Parts of the exercise -
[a] Set down the part of the passage on the Leveson report, starting with "Whatever we think" and going on through "scoops and sensation.".
[b] Translate this sentence from the passage on the Leveson report into Spanish: "I believe that a free press is part of the fabric of our democracy."
[c] Extend the passage on the Leveson report and press regulation beyond its last sentence.

Text excerpt -
-- Opening Marker --
Whatever we think about the press, the Leveson report reminds us of a truth that good journalists never forget and bad ones have never learnt. It is that newspapers and the media are not a law unto themselves. They are not a separate estate of the realm with a licence to flout the rights of individuals and ride roughshod over basic standards of common decency. I believe that a free press is part of the fabric of our democracy. It is woven into the right to free speech. I do not want a tame press; I do not want a licensed press or press that can be pressured into dropping a legitimate story because it embarrasses people in high places. That does not mean that the rights of the media are unfettered. But rights must be exercised responsibly, and that requires judgment and experience—qualities unfortunately sometimes ignored in the chase for scoops and sensation.

To those who say that the press cannot be trusted to put its house in order, I say: it now has no choice. If that sounds like a threat to legislate, it is, and the press would be very foolish to ignore it. We will not need another inquiry if there are more scandals on the scale we have witnessed. Legislation will be inevitable. To those in the media who think that this will blow over, I say: think again. The victims of press malpractices have found their voice and rightly demand action, as we do. The media’s dirty tricks departments are no longer in the last chance saloon. They have been caught rolling in the gutter and must be cleared out, along with their methods.
-- Closing Marker --
Data extracts -
-- Opening Marker --
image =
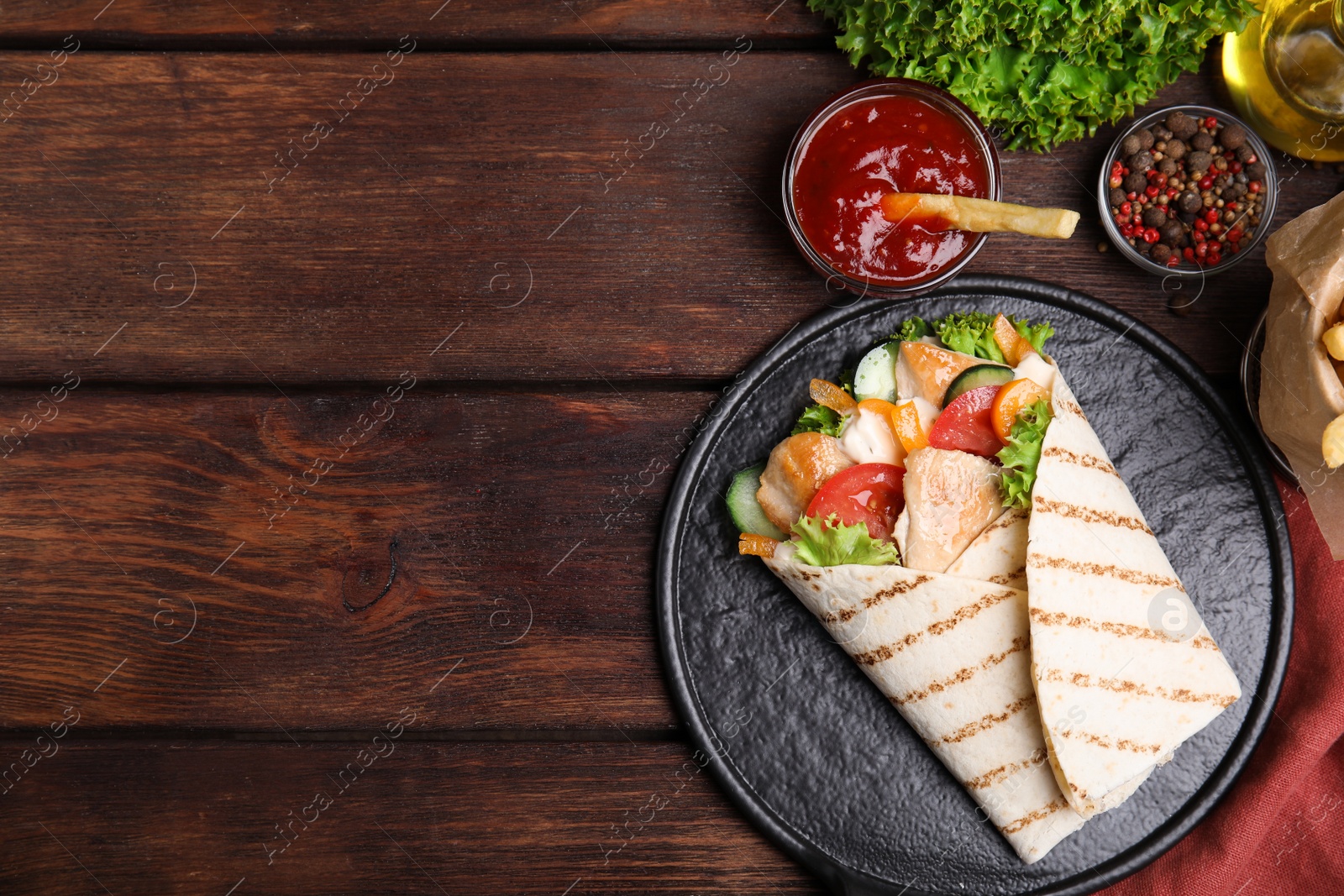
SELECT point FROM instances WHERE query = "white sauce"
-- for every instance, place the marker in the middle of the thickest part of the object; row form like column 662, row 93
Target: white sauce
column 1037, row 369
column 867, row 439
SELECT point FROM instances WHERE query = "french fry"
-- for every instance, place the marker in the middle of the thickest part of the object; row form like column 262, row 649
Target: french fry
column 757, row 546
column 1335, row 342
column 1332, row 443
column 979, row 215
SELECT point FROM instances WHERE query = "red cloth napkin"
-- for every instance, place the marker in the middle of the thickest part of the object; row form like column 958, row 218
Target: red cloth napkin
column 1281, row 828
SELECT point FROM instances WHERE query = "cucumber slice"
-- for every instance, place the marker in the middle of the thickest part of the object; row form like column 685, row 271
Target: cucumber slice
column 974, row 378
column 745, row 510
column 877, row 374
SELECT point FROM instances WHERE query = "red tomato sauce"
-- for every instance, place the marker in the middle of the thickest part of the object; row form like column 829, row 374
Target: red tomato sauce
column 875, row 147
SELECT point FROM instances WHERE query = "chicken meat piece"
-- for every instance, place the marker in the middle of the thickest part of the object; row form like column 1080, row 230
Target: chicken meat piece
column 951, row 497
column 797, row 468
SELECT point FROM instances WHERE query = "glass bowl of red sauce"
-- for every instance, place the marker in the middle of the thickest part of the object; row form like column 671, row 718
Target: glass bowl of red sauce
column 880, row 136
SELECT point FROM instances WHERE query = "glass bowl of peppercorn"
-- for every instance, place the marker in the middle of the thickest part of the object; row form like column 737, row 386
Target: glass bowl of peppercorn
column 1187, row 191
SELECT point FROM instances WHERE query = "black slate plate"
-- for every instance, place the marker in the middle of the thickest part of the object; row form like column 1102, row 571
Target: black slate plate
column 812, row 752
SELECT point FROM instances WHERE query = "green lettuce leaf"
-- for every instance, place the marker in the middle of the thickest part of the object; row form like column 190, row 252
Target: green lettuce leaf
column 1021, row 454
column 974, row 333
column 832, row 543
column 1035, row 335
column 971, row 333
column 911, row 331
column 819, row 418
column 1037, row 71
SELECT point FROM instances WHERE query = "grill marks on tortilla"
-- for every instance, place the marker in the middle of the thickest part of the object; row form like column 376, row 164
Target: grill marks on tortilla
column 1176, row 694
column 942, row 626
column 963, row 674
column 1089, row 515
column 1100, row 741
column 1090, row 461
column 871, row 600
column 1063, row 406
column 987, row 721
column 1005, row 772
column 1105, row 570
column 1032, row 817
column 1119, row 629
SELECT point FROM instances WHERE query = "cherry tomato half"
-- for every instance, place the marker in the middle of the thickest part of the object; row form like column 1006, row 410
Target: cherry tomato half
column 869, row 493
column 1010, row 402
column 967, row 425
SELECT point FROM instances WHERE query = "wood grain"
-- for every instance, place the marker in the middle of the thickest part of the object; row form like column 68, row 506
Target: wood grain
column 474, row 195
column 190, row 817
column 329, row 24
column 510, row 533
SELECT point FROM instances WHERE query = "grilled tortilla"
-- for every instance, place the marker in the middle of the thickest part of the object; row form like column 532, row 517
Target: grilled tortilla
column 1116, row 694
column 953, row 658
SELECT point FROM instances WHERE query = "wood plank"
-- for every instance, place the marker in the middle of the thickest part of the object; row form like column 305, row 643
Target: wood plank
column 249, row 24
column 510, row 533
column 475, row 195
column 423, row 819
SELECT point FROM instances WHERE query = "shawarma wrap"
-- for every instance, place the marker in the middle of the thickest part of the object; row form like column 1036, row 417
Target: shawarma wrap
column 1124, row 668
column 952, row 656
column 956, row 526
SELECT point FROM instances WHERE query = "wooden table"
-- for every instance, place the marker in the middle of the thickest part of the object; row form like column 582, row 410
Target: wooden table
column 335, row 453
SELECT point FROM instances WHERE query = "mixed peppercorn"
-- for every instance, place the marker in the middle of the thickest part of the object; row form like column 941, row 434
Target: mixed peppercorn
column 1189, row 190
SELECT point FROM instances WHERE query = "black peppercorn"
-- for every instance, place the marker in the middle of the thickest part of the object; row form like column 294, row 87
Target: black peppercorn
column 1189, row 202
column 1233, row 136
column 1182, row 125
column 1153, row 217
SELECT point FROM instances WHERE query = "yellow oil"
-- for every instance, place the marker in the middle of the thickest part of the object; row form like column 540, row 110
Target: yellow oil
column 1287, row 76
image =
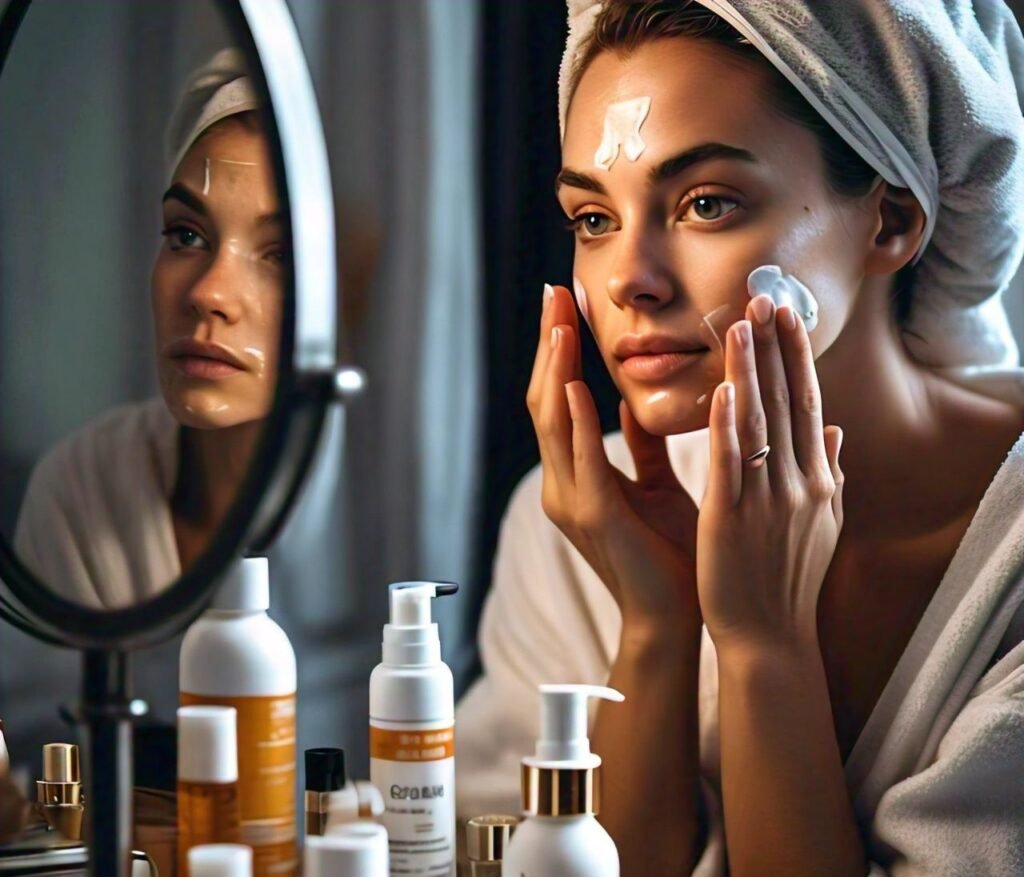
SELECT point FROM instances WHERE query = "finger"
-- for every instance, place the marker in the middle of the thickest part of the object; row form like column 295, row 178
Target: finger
-- Closing Marker --
-- Opening Marker --
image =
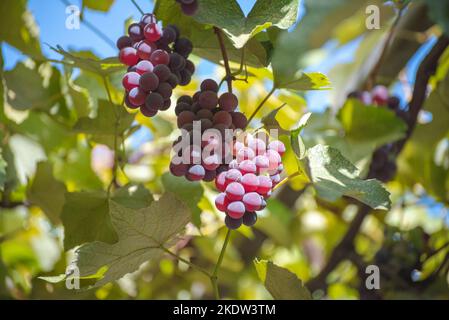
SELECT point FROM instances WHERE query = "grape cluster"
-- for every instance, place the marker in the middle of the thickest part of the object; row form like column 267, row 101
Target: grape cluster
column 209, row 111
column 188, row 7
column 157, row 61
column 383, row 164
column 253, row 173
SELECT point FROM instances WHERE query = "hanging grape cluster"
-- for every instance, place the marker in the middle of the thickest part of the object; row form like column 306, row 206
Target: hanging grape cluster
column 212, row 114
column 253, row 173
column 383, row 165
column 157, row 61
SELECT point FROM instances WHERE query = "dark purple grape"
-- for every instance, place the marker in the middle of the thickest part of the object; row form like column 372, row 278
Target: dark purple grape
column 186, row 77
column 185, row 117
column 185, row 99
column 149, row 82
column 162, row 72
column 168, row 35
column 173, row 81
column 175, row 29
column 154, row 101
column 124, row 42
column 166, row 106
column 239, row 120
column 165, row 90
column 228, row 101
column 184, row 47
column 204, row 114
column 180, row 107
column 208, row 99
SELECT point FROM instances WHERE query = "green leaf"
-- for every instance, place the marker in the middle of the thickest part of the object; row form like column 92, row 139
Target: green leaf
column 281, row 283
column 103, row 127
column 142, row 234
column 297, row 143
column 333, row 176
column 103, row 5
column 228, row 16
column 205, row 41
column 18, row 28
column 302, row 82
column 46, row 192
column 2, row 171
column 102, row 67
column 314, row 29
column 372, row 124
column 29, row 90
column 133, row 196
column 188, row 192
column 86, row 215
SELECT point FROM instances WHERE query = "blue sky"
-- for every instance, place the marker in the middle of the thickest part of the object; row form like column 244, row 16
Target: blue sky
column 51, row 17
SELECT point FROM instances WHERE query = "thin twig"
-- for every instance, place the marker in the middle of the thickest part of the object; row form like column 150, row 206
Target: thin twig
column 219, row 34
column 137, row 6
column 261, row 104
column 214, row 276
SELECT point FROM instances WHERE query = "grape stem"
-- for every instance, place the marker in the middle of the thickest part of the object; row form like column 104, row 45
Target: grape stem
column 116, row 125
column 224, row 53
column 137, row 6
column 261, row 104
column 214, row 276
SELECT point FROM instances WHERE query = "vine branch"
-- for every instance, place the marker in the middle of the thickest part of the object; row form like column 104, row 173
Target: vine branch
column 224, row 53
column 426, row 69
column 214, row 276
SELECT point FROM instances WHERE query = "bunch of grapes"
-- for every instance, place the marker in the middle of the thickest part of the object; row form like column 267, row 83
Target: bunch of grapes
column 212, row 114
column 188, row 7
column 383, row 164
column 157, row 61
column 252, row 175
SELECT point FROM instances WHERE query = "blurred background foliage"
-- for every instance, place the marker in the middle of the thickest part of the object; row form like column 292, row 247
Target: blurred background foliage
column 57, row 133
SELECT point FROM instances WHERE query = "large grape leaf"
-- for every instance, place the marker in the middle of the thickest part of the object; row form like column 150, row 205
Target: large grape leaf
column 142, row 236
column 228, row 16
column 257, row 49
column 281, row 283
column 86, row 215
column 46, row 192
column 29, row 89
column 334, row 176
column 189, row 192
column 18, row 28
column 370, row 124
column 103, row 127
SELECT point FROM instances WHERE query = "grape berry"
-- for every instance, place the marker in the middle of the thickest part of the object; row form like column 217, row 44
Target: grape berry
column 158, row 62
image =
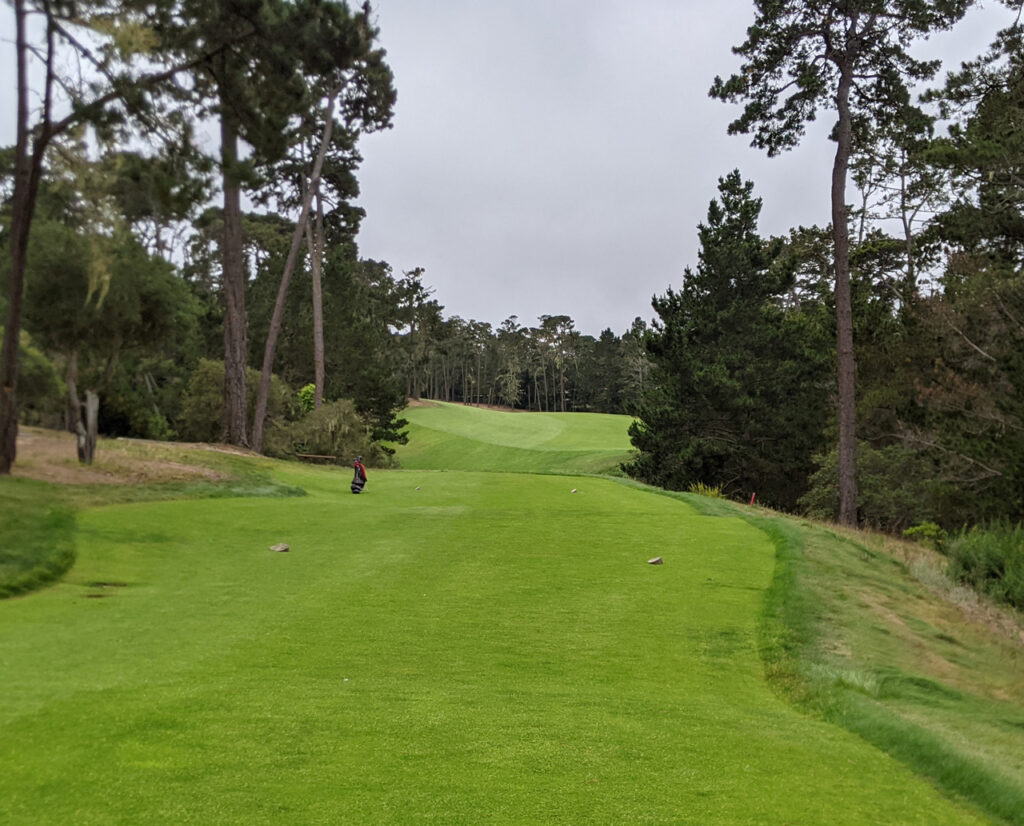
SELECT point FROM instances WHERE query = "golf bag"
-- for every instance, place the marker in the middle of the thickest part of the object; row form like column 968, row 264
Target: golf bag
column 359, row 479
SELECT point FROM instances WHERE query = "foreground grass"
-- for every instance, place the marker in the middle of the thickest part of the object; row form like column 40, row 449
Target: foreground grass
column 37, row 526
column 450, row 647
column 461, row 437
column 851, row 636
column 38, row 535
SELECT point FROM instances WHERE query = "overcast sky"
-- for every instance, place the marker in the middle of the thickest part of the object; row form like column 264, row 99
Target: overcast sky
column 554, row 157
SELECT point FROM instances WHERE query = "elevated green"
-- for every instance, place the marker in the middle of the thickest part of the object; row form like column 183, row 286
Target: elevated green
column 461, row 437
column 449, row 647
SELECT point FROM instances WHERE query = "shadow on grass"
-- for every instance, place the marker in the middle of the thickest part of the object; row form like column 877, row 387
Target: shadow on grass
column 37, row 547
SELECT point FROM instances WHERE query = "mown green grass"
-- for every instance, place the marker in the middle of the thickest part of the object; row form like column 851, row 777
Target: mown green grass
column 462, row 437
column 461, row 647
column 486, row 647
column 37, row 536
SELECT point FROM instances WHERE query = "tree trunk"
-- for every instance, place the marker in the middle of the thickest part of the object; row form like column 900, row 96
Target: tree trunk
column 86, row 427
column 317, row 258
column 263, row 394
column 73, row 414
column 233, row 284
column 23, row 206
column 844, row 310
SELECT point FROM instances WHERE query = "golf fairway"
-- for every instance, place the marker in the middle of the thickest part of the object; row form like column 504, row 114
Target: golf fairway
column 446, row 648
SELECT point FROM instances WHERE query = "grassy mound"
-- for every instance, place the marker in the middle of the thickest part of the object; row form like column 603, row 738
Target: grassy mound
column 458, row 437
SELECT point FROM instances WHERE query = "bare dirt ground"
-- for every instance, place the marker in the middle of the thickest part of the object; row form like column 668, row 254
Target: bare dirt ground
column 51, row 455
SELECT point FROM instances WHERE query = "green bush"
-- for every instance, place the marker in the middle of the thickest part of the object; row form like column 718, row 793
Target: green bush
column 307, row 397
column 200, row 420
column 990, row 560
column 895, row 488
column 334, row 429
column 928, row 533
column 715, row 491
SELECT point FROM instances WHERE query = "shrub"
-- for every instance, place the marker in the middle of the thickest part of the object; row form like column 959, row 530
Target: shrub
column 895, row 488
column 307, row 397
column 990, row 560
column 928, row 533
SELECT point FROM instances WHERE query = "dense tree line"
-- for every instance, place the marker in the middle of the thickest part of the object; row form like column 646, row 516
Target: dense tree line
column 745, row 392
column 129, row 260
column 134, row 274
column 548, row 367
-- Closing Marker --
-- Opening Marker --
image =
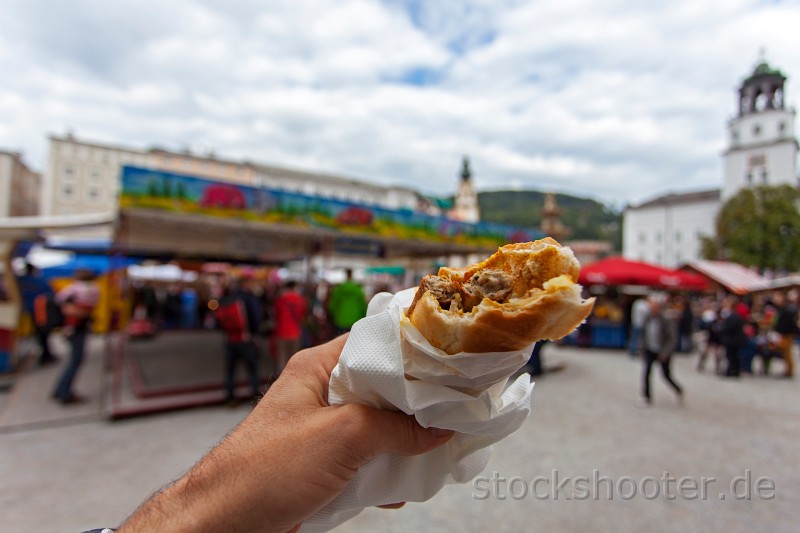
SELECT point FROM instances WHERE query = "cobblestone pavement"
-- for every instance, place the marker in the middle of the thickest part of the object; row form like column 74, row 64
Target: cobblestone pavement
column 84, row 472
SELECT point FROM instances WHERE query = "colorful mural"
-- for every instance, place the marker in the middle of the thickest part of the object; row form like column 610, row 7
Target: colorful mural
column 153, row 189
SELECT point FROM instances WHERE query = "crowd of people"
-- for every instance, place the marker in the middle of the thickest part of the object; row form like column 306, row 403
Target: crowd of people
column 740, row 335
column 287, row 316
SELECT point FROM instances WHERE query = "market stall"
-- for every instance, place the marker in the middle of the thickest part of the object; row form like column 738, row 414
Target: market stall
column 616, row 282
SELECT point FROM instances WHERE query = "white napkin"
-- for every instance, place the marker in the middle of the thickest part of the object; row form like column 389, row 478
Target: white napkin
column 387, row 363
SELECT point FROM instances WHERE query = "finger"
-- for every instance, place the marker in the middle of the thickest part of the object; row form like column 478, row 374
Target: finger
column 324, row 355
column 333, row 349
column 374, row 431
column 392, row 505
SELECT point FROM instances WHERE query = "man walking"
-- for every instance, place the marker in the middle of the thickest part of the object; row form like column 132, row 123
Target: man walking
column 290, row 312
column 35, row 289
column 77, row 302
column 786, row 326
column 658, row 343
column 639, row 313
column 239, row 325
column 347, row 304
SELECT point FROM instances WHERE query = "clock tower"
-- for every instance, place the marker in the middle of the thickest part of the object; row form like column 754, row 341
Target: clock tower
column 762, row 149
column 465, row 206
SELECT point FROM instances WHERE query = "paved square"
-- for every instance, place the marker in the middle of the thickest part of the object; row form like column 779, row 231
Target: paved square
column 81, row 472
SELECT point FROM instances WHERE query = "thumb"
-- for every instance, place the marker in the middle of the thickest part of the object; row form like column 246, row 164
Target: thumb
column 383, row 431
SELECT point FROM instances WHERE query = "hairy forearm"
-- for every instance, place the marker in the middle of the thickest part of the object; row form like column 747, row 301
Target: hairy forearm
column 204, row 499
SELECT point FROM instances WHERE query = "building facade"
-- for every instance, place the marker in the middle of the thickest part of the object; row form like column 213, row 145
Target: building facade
-- Closing Marker --
Solved problems -
[a]
Whatever we think about the press, the Leveson report reminds us of a truth that good journalists never forget and bad ones have never learnt. It is that newspapers and the media are not a law unto themselves. They are not a separate estate of the realm with a licence to flout the rights of individuals and ride roughshod over basic standards of common decency. I believe that a free press is part of the fabric of our democracy. It is woven into the right to free speech. I do not want a tame press; I do not want a licensed press or press that can be pressured into dropping a legitimate story because it embarrasses people in high places. That does not mean that the rights of the media are unfettered. But rights must be exercised responsibly, and that requires judgment and experience—qualities unfortunately sometimes ignored in the chase for scoops and sensation.

[b] Creo que una prensa libre forma parte del tejido de nuestra democracia.

[c]
Sadly, other institutions in our country that affect our lives far more than newspapers are in a similar position. I refer to banks, hospitals, care homes, the police and to Parliament itself—all have been in the firing line. Royal charters are no guarantee of invincibility, as the BBC knows to its cost. Regulatory authorities abound but the scandals in the City of London and the NHS evaded them. I doubt whether press legislation would fare any better. Wrongly used, it might even make matters worse.

I believe that we need a cultural revolution in the press and in the country. There is too much cynicism, too much dodging the line. Journalists must refuse to do what they know to be wrong without fear of the sack. Editors and chief executives in other businesses must monitor more closely the actions of those under them. Newspaper owners, broadcasting bosses and directors of our great companies must never again claim that they did not know what was going on, because it won’t wash any more.

Reforming the way in which newspapers are run is not enough. The media have darker alleyways where muggers savage people’s reputations without a shred of reliable evidence, as Lord McAlpine has shown. Mistaken judgments must be corrected before they get into print, on the air or on the web. There must be clear lines of editorial responsibility. Serious offences must be heavily punished, if necessary, by exemplary fines. Journalists must be better trained at a grass-roots level. The decline of local newspapers and the provincial press is a tragedy in this respect.

I understand that some of Leveson’s proposals have been accepted by editors but we have had broken promises before. I am not inclined to the view that the best way forward is through legislation but I am firm in the belief that swift, positive action by the press and the wider media is certainly needed to avoid it.